WHAT YOU ARE ASKED TO DO: Can you transcribe every record below word for word, leaving the pictures out of your answer?
########################################
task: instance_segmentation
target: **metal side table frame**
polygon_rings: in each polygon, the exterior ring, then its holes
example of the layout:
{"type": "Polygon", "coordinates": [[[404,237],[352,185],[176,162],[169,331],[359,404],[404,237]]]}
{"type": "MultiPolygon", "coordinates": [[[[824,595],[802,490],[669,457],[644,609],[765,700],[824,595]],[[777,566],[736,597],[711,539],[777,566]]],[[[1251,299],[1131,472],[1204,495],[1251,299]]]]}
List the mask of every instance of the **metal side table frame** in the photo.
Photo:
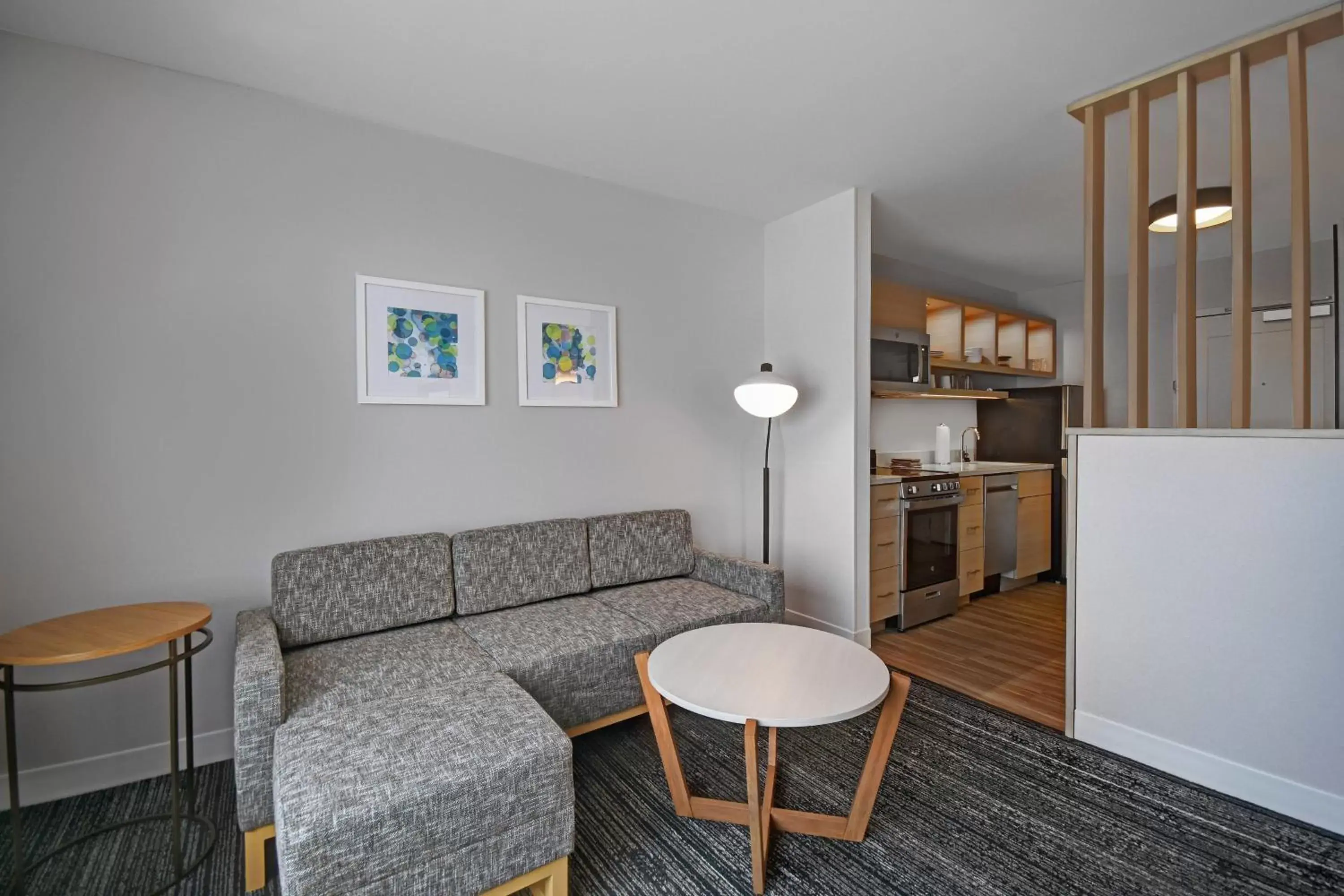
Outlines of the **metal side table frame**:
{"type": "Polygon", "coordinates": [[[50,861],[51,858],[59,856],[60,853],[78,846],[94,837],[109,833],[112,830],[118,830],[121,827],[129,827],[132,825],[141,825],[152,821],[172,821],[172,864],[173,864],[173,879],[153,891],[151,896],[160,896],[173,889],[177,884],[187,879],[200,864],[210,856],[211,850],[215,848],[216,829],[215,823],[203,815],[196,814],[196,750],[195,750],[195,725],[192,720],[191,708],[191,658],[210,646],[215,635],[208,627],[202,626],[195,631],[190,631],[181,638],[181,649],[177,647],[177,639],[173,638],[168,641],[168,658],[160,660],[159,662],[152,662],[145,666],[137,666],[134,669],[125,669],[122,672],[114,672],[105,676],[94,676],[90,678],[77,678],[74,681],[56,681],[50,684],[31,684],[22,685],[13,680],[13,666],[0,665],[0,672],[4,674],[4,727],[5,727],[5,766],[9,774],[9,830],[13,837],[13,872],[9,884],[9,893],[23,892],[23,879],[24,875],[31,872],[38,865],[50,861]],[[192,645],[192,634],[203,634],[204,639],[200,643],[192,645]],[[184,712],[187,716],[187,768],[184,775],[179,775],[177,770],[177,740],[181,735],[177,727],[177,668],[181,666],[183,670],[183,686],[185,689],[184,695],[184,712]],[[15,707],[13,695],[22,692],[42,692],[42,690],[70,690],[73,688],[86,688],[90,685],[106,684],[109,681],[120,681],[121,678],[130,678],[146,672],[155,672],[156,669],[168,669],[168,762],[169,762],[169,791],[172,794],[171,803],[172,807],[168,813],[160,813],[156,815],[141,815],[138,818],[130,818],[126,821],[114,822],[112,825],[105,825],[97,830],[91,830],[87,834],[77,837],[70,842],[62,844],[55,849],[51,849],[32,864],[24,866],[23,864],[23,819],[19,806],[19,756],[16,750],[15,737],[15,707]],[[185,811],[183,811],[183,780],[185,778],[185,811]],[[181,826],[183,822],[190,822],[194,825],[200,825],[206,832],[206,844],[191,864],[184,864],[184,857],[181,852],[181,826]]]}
########################################
RESULT:
task: instance_segmentation
target: **metal side table frame**
polygon_rings: in each polygon, the exterior ring, then its holes
example of the layout:
{"type": "Polygon", "coordinates": [[[404,237],[352,185],[176,162],[169,331],[359,404],[404,237]]]}
{"type": "MultiPolygon", "coordinates": [[[[824,595],[802,490],[669,457],[644,609],[765,700],[824,595]],[[777,566],[736,597],[711,539],[777,566]]],[[[1251,299],[1131,472],[1204,495],[1251,299]]]]}
List the mask of every instance of the **metal side table frame** in the photo.
Photo:
Outlines of the **metal side table frame**:
{"type": "Polygon", "coordinates": [[[50,861],[51,858],[59,856],[60,853],[78,846],[94,837],[109,833],[112,830],[118,830],[121,827],[129,827],[132,825],[141,825],[152,821],[172,821],[172,864],[173,864],[173,879],[153,891],[151,896],[160,896],[173,889],[177,884],[187,879],[200,864],[210,856],[211,850],[215,848],[216,829],[215,823],[203,815],[196,814],[196,750],[195,750],[195,725],[192,720],[191,708],[191,658],[210,646],[215,635],[208,627],[202,626],[195,631],[190,631],[181,638],[181,649],[177,647],[177,639],[173,638],[168,641],[168,658],[160,660],[159,662],[152,662],[145,666],[137,666],[134,669],[125,669],[122,672],[114,672],[105,676],[94,676],[90,678],[77,678],[74,681],[56,681],[50,684],[31,684],[22,685],[13,680],[13,666],[0,665],[0,672],[4,674],[4,727],[5,727],[5,766],[9,774],[9,830],[13,837],[13,872],[9,884],[9,893],[23,892],[23,879],[24,875],[31,872],[38,865],[50,861]],[[192,645],[192,634],[203,634],[204,639],[200,643],[192,645]],[[184,712],[187,716],[187,768],[184,775],[179,775],[177,770],[177,740],[181,735],[177,727],[177,668],[181,666],[183,670],[183,686],[185,689],[184,695],[184,712]],[[15,707],[13,695],[22,692],[42,692],[42,690],[70,690],[73,688],[86,688],[90,685],[106,684],[109,681],[120,681],[121,678],[130,678],[146,672],[155,672],[156,669],[168,669],[168,762],[169,762],[169,791],[172,794],[171,803],[172,807],[168,813],[160,813],[156,815],[141,815],[138,818],[130,818],[126,821],[114,822],[112,825],[105,825],[97,830],[91,830],[87,834],[77,837],[70,842],[62,844],[55,849],[51,849],[32,864],[24,866],[23,864],[23,819],[19,806],[19,756],[16,750],[15,737],[15,707]],[[185,811],[183,811],[183,780],[185,778],[185,811]],[[181,826],[183,822],[190,822],[194,825],[200,825],[206,832],[206,844],[191,864],[184,864],[184,857],[181,852],[181,826]]]}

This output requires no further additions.